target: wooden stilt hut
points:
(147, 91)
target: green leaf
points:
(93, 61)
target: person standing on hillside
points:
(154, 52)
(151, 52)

[PROBLEM REQUIREMENTS]
Rewrite the records above, replacing every "points" with "coordinates" and keeping everything else the same.

[SOLUTION FOR THIS EXERCISE]
target: wooden stilt hut
coordinates:
(147, 91)
target: green leaf
coordinates:
(93, 61)
target: person standing on hillside
coordinates:
(154, 52)
(151, 52)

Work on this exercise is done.